Return each of the lines below verbatim, character for character, with none omitted.
Start Given entries
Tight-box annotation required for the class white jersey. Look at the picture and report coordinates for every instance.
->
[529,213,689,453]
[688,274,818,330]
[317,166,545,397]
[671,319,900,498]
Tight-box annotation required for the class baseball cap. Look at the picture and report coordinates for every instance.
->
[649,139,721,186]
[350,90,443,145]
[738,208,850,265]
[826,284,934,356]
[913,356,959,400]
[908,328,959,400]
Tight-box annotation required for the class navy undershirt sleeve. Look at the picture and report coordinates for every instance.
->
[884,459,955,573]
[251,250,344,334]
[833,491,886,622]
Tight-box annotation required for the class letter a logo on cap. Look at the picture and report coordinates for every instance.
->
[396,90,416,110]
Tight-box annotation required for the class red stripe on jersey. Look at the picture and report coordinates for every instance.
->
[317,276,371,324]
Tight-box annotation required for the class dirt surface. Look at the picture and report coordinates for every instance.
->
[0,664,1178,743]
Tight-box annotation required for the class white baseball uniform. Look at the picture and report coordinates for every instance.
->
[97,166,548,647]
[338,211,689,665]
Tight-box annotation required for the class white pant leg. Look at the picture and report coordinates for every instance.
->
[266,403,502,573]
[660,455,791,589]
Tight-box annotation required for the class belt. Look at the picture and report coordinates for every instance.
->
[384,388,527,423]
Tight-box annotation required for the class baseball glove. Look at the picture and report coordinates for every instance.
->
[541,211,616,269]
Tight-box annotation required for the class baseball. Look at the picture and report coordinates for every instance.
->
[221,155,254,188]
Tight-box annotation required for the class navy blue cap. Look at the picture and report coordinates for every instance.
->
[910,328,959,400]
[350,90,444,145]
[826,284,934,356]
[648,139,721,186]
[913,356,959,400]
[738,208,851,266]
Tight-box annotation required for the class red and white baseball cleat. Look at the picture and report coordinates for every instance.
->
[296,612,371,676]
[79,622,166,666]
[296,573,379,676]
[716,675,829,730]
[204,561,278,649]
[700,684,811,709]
End Given entries
Correct response:
Tight-box annotation required for the class white jersey. Look at the picture and report coordinates for every instance.
->
[529,213,689,453]
[688,274,818,330]
[317,166,545,397]
[671,319,900,498]
Tight-box annotation required for the class baseball cap. Look at the picture and report coordinates for every instance.
->
[649,139,721,186]
[350,90,443,145]
[738,208,850,265]
[826,284,934,356]
[913,356,959,400]
[908,328,959,400]
Tight-box annotation required for the class navy undershirt sleeve. Look at the picture and report coordinates for every instance.
->
[884,459,955,573]
[251,250,344,334]
[833,491,886,622]
Tight-box annotation required for the class letter a logo on cap. Look at the picture and report coordinates for every instance.
->
[396,90,416,110]
Tight-box annotation required for the class red stripe on jersey. Look at the picture and report coordinates for every instance.
->
[317,276,371,324]
Tight-box annotation required for the class dirt surface. Look at the picture and report coordinates for every instance.
->
[0,664,1178,743]
Tight-box annotation required for the class white baseball uniform. Look at the picture and report coordinates for every instance.
->
[97,166,548,647]
[338,211,689,665]
Tight-box annotation required for the class white pant leg. Look at the picture and report coordinates for every instance.
->
[266,403,502,573]
[660,455,791,589]
Tight-box annotation required for the class belt. Look at the picture and report coordinates for every instance.
->
[384,388,527,423]
Tight-box annotation required for the class baseball glove. Look at the picture and report coordinates for every instance.
->
[541,211,616,269]
Tight-box annotation required for the class baseball. Look at the picture and report coordinates for every instance.
->
[221,155,254,188]
Tight-box annotation required for the class navy blue cap. Look at the picture and report coordinates for every instance.
->
[910,328,959,400]
[350,90,444,145]
[826,284,934,356]
[648,139,721,186]
[913,356,959,400]
[738,208,851,266]
Tight-box annotation required for the class red and white baseball cleat. Look at the picture and report coordinates for every instance.
->
[296,612,371,676]
[79,622,166,666]
[296,573,379,676]
[716,675,829,730]
[204,561,278,649]
[700,684,811,709]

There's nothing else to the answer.